Task to complete:
Extract the following lines word for word, omitting the pictures from your answer.

Records:
* * * *

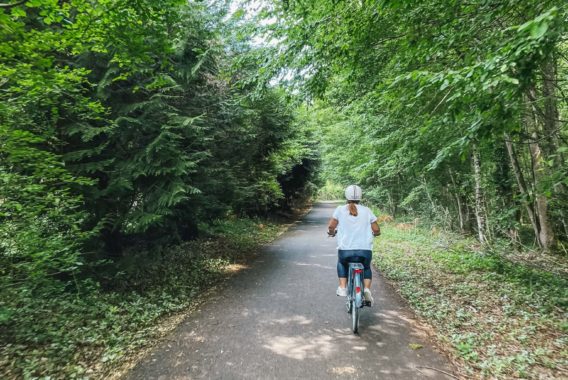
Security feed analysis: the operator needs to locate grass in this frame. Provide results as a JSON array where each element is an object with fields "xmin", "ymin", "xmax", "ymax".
[
  {"xmin": 374, "ymin": 223, "xmax": 568, "ymax": 379},
  {"xmin": 0, "ymin": 219, "xmax": 283, "ymax": 379}
]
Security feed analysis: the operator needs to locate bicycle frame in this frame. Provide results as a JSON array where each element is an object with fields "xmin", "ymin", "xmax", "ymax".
[
  {"xmin": 347, "ymin": 263, "xmax": 364, "ymax": 308},
  {"xmin": 346, "ymin": 263, "xmax": 365, "ymax": 333}
]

* * * *

Written solution:
Security feed analysis: the operator needs to locate grass in this frame. Provide results as a JSON array where each element is an object with fields "xmin", "ymin", "xmax", "ymax".
[
  {"xmin": 374, "ymin": 223, "xmax": 568, "ymax": 379},
  {"xmin": 0, "ymin": 219, "xmax": 283, "ymax": 379}
]
Security feed analysis: the operator needs to locate bicycle frame in this frame. Provide results as a JSON array where each element is an object with fields "xmin", "ymin", "xmax", "ymax".
[
  {"xmin": 347, "ymin": 263, "xmax": 364, "ymax": 308},
  {"xmin": 346, "ymin": 263, "xmax": 365, "ymax": 333}
]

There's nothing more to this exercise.